▸ What you are asked to do
Without the pictures, set down the records below word for word.

▸ Data extract

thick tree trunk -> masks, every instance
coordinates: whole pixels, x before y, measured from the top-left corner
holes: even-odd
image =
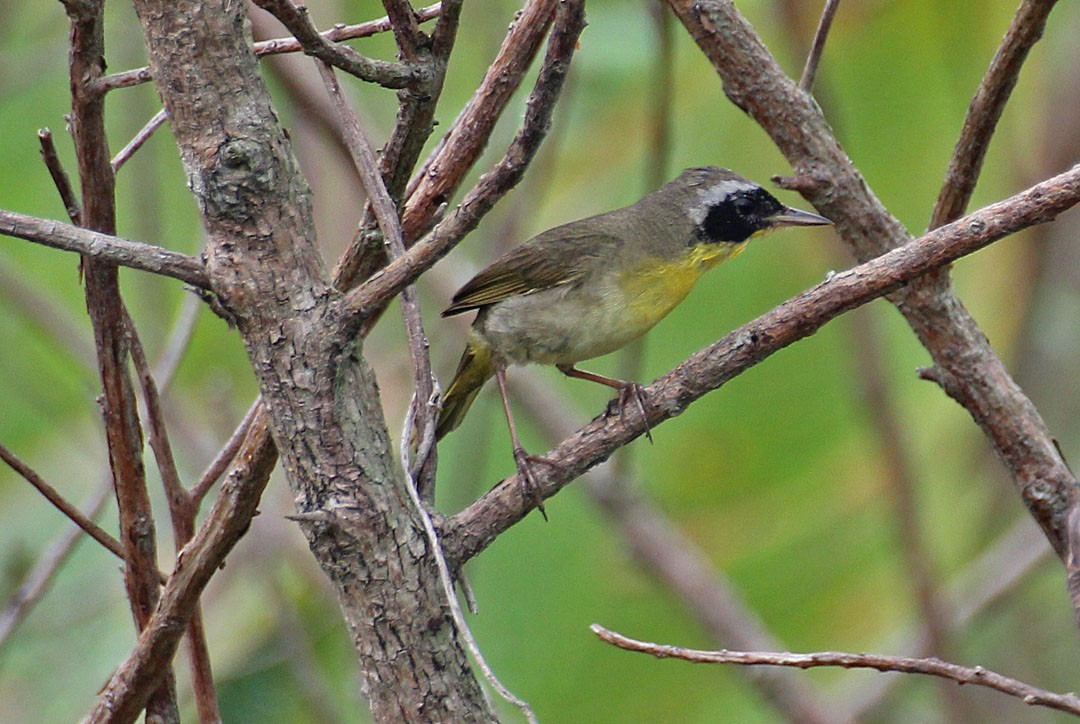
[[[151,69],[311,549],[338,591],[375,717],[492,720],[403,489],[374,376],[337,333],[308,187],[243,5],[136,0]]]

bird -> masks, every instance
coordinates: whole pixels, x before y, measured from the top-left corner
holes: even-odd
[[[549,364],[564,375],[619,391],[619,410],[642,388],[577,363],[618,350],[652,329],[701,276],[785,226],[831,224],[780,203],[760,185],[725,168],[689,168],[621,209],[549,229],[509,250],[454,294],[444,317],[476,310],[465,351],[446,390],[435,438],[456,429],[481,387],[494,377],[523,484],[542,500],[531,464],[553,464],[521,445],[506,388],[512,365]],[[545,514],[546,517],[546,514]]]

▸ Written response
thick tree trunk -> masks, every instance
coordinates: whole pixels, x before y, measured from the top-left corner
holes: even-odd
image =
[[[151,69],[311,549],[338,591],[375,717],[492,720],[403,489],[374,376],[337,333],[308,187],[243,5],[136,0]]]

bird -> masks, every instance
coordinates: whole pixels, x before y, measured from the top-left corner
holes: even-odd
[[[549,364],[564,375],[619,391],[619,410],[642,388],[577,363],[618,350],[652,329],[701,276],[785,226],[831,224],[780,203],[760,185],[725,168],[689,168],[621,209],[549,229],[509,250],[454,294],[444,317],[476,310],[465,351],[446,390],[435,438],[456,429],[481,387],[494,377],[523,484],[542,500],[531,464],[553,464],[521,445],[506,388],[512,365]],[[545,514],[546,517],[546,514]]]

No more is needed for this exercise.